KUTIPAN SUMBER:
((

(IslamToday ID) – Amnesty Internasional Indonesia mengkritik keras Maklumat Kapolri yang melarang penyebaran atribut FPI yang dinilai seperti larangan penggunaan simbol Nazi di Eropa.
Nazi adalah partai politik bentukan Adolf Hitler yang kemudian menyulut Perang Dunia II pada 1939-1945 silam.
“Kenapa pemerintah ramai-ramai, seolah beri pesan ke publik ini pelarangan (FPI) dalam skala pembubaran. Kenapa? Karena atribut, simbol, dan sebagainya dalam Maklumat Kapolri dilarang, bahkan masyarakat juga enggak boleh, ini sudah seperti melarang simbol-simbol Swastika-nya Nazi,” kata Direktur Eksekutif Amnesty Internasional Indonesia, Usman Hamid dalam diskusi yang digelar di kanal YouTube Historia, Rabu (6/1/2020) seperti dikutip dari RMOL.
Ia mengatakan banyak negara-negara Eropa melarang penggunaan simbol Swastika Nazi hingga saat ini. Ada pula negara yang mensyaratkan mekanisme peradilan terlebih dahulu sebelum melarang penggunaan simbol Nazi.
Di Jerman sendiri, kata Usman, organisasi Nazi tidak dilarang. Usman mengatakan bahwa pemerintah Jerman akan kesulitan melakukan kontrol jika organisasi Nazi dilarang.
Larangan hanya diberlakukan dengan catatan tertentu. Misalnya jika ada sekelompok orang memobilisasi diri menggunakan simbol Swastika Nazi, melakukan kekerasan, dan ujaran kebencian terhadap etnis Yahudi.

))

KUMPULAN DATA:
((

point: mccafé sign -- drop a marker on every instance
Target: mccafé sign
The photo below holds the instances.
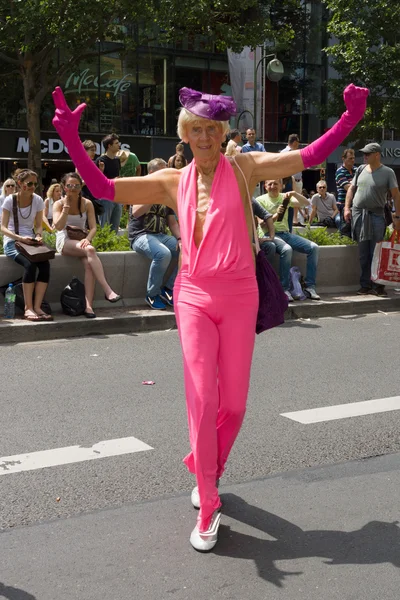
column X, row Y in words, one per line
column 54, row 146
column 87, row 82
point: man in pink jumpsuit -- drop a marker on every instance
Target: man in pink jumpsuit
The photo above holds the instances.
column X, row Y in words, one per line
column 215, row 293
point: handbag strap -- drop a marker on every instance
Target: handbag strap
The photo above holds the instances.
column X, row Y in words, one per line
column 15, row 215
column 257, row 243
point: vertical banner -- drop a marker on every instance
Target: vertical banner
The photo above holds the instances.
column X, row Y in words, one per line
column 242, row 75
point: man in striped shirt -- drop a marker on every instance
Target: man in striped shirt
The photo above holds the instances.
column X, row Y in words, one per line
column 344, row 176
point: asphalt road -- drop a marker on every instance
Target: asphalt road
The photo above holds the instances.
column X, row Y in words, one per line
column 303, row 516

))

DAFTAR TUGAS:
• a. Tolong ambil persis bagian kutipan sumber yang dimulai pada kata-kata yang memuat "Larangan hanya diberlakukan" dan berhenti setelah "terhadap etnis Yahudi.".
• b. Berdasarkan kutipan sumber, mengapa organisasi Nazi tidak dilarang di Jerman? Jelaskan dalam satu sampai tiga kalimat.
• c. Menurut kutipan sumber, di kanal YouTube apa diskusi yang menghadirkan Usman Hamid digelar?
Gunakan hanya kutipan sumber sebagai dasar jawaban.

KUMPULAN JAWABAN:
• a.
Larangan hanya diberlakukan dengan catatan tertentu. Misalnya jika ada sekelompok orang memobilisasi diri menggunakan simbol Swastika Nazi, melakukan kekerasan, dan ujaran kebencian terhadap etnis Yahudi.

• b. Menurut Usman, organisasi Nazi tidak dilarang di Jerman karena pemerintah Jerman akan kesulitan melakukan kontrol jika organisasi itu dilarang.

• c. Di kanal YouTube Historia.